### What is expected:
Find the line containing "Reviewer note: confirm that every instance of the clock". Retype it and every later line of the records exactly, leaving out pictures.
***** Data supplied
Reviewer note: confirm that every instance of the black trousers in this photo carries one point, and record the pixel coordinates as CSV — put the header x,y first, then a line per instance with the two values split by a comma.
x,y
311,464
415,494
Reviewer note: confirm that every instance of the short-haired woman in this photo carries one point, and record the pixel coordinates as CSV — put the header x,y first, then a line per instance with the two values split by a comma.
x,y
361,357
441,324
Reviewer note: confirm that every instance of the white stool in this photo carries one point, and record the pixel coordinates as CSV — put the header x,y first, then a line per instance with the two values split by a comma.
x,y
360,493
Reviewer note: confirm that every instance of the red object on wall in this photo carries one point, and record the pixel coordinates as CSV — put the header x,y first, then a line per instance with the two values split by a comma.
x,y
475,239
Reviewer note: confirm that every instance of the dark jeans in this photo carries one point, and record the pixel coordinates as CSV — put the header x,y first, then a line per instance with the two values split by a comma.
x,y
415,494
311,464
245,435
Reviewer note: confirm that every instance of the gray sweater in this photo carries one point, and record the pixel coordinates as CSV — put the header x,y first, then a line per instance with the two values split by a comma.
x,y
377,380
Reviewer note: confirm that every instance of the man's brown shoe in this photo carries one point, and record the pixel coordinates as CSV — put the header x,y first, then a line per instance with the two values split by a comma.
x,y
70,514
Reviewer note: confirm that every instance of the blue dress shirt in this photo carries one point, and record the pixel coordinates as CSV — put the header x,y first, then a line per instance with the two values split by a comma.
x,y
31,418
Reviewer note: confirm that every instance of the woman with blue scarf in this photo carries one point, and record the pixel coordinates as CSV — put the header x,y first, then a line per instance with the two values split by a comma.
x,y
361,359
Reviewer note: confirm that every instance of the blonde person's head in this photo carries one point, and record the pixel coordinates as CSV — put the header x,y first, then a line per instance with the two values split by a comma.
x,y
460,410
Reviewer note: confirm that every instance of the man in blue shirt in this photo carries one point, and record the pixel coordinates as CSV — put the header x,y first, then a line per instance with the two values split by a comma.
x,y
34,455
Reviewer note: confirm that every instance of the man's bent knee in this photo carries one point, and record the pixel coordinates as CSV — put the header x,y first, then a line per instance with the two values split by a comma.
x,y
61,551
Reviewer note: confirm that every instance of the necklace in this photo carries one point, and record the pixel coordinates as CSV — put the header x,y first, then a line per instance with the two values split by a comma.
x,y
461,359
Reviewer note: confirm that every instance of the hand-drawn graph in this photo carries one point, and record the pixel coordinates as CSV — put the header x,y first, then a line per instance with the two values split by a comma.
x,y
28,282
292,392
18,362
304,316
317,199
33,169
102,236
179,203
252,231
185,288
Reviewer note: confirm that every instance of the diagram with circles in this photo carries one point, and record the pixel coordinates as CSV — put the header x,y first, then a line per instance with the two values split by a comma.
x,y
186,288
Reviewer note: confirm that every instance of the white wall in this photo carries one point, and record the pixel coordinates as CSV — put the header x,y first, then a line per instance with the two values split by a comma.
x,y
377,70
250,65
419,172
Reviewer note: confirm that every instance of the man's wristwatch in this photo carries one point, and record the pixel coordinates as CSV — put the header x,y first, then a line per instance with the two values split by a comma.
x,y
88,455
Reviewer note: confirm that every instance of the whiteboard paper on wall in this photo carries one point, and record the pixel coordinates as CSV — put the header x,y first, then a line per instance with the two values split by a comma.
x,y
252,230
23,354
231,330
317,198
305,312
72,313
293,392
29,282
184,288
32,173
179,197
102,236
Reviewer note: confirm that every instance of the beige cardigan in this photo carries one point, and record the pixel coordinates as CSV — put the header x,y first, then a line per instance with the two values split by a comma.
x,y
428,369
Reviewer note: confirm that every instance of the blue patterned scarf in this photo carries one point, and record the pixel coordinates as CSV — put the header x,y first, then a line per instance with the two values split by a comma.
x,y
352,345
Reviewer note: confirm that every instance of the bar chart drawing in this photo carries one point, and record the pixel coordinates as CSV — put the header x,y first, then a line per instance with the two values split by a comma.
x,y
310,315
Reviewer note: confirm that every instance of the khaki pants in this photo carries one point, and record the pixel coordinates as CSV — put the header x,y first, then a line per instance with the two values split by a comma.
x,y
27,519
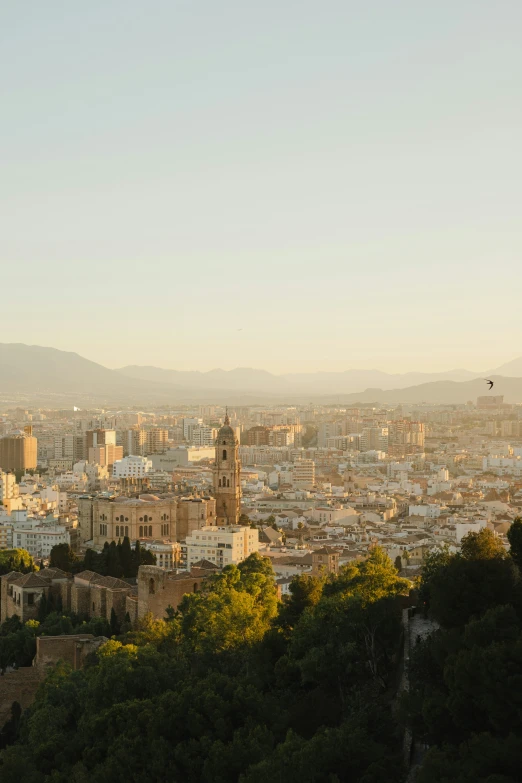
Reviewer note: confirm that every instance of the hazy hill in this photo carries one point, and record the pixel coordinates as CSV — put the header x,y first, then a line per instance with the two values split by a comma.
x,y
47,373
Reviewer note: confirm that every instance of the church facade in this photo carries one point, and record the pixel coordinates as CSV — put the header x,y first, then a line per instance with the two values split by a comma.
x,y
227,476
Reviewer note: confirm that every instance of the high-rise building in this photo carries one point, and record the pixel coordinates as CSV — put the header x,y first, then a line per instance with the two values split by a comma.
x,y
8,486
374,438
105,455
257,436
221,545
304,474
133,442
131,467
18,452
100,437
405,437
156,440
227,476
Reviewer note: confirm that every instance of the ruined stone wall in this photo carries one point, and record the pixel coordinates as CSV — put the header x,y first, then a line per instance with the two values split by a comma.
x,y
156,591
116,599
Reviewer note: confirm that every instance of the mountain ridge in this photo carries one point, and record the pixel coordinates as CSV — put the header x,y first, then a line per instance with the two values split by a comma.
x,y
45,372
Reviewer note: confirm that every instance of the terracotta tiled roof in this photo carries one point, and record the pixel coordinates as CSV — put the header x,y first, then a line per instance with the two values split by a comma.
x,y
31,580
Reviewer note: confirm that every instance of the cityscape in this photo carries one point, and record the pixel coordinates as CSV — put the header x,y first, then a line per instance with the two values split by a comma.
x,y
261,392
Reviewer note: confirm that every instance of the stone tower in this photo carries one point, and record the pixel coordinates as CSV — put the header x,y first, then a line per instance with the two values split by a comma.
x,y
227,476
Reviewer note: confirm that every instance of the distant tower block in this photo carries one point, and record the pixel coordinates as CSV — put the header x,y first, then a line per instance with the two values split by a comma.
x,y
227,476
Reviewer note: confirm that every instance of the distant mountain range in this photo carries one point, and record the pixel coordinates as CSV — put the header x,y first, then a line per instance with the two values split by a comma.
x,y
47,374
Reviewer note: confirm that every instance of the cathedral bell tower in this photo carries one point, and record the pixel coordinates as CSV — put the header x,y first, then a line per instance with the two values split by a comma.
x,y
227,476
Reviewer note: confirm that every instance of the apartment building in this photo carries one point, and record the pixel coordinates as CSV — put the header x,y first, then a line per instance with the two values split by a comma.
x,y
221,545
18,452
131,467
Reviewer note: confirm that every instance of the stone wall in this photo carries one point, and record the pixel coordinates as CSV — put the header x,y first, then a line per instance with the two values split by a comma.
x,y
158,589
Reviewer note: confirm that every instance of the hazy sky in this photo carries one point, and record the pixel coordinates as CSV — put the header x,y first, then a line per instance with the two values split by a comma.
x,y
342,180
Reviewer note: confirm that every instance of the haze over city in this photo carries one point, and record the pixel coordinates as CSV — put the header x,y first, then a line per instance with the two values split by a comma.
x,y
341,181
261,392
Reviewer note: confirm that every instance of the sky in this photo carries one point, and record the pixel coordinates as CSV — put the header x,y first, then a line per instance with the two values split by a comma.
x,y
287,184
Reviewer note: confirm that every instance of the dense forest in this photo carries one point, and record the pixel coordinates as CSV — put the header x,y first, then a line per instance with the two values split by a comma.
x,y
238,686
235,686
465,700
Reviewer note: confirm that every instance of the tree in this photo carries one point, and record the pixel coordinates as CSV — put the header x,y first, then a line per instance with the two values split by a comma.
x,y
305,592
433,562
115,625
16,560
514,536
483,545
63,557
125,552
113,561
466,588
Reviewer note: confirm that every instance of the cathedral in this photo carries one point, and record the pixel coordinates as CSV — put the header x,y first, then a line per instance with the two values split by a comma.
x,y
227,476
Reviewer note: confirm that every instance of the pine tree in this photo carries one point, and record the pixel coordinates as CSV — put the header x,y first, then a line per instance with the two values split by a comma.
x,y
115,626
113,561
89,561
43,608
125,552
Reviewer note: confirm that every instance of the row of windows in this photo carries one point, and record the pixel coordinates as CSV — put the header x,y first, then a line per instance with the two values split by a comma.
x,y
146,518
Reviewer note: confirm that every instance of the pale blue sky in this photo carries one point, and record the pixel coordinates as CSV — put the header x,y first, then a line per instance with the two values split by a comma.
x,y
342,180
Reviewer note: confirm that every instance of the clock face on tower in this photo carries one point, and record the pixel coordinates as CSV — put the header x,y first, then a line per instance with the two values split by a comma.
x,y
227,476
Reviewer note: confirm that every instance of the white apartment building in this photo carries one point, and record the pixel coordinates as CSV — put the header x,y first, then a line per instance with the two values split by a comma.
x,y
168,553
131,467
38,536
8,486
221,545
201,435
463,528
187,424
429,510
304,473
181,457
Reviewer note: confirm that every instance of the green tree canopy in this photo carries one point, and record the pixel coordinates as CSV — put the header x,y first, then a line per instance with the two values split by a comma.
x,y
483,545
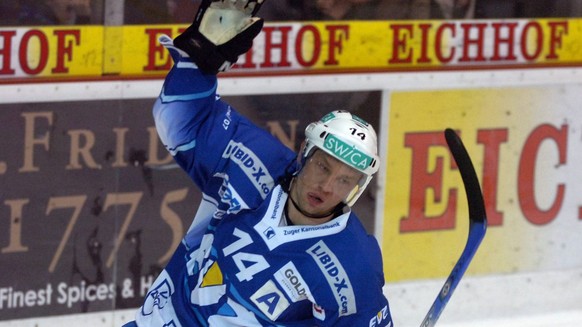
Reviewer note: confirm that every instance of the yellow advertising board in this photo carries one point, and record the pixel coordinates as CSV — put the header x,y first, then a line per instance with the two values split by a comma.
x,y
94,52
525,144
**********
### Solution to this problem:
Reviewer note: confirm that every instance of the clock face on tower in this photo carries one point, and record the pixel coordinates as CSV — put the header x,y first, then a line per instance with the two values split by a comma.
x,y
227,476
Reviewer note: confirm that every instance of the white apartment building in this photo carries one point, and record the pixel coordinates as CSV — put the header x,y first, then a line per instance with the two values split by a comma.
x,y
168,553
131,467
38,536
8,486
221,545
201,435
463,528
187,424
429,510
304,473
181,457
Reviewer note: confirm that every instance of the green tree canopy in this photo carries one point, and record the pixel coordinates as CSV — put the header x,y first, then a line per instance with the two values split by a comma.
x,y
483,545
Reviewer note: confirm that every instance of the yellow advertising board in this photo carries one point, and record the pixel coordinates as CSV — put the header x,y first, then a line per instance with the two values split by a comma.
x,y
94,52
525,144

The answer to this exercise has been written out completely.